- Supplied entries
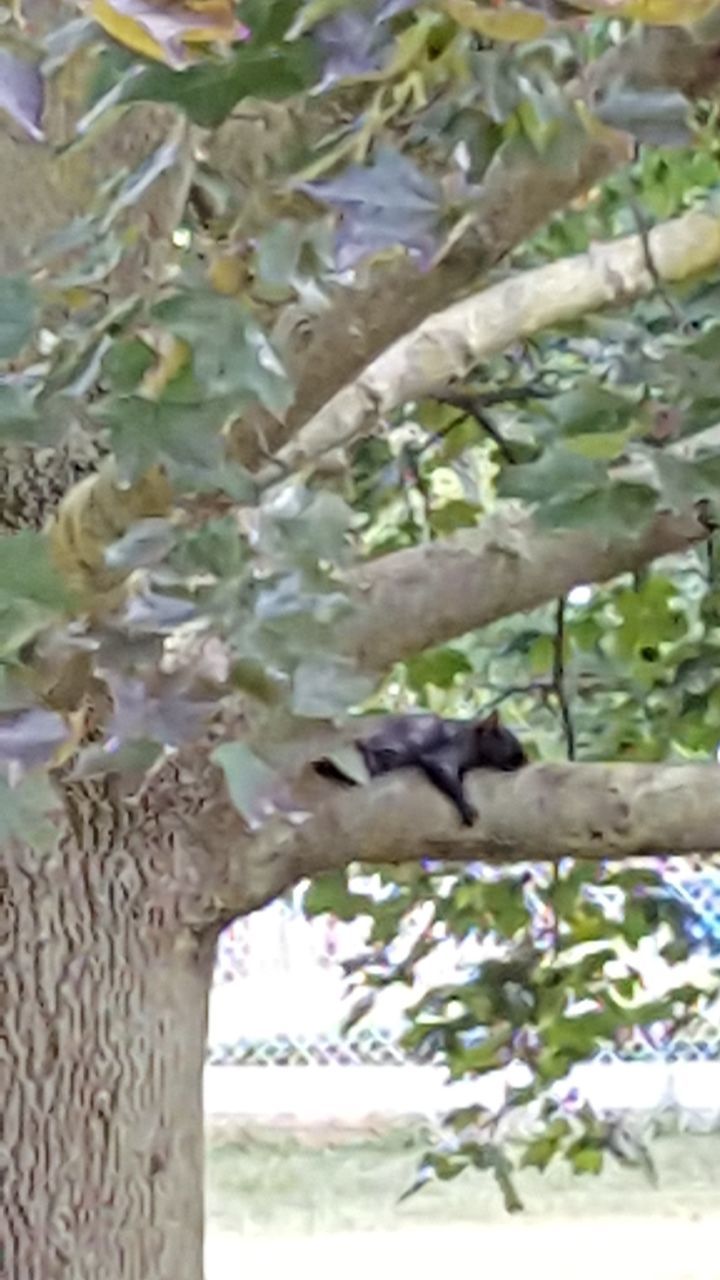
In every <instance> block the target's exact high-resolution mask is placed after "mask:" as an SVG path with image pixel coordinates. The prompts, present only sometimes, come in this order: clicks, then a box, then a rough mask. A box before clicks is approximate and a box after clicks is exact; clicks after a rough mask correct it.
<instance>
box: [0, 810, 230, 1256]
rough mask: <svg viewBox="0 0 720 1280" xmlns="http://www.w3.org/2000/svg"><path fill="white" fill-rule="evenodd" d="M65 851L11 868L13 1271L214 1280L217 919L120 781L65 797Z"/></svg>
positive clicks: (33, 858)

- Assignment
Would you write each entry out again exactly, omitting the images?

- The answer
In every <instance> block the target's exact high-resolution mask is placed after "mask:" as an SVG path with image pixel coordinates. The prompts, present only sometimes, come in this order: clicks, then a box, then a rough mask. A box before clicks is approximate and a box after clicks is exact; clicks after a rough mask correct it.
<instance>
box: [0, 810, 230, 1256]
rough mask: <svg viewBox="0 0 720 1280" xmlns="http://www.w3.org/2000/svg"><path fill="white" fill-rule="evenodd" d="M65 851L11 868L13 1271L214 1280L217 919L120 781L65 797Z"/></svg>
positive clicks: (33, 858)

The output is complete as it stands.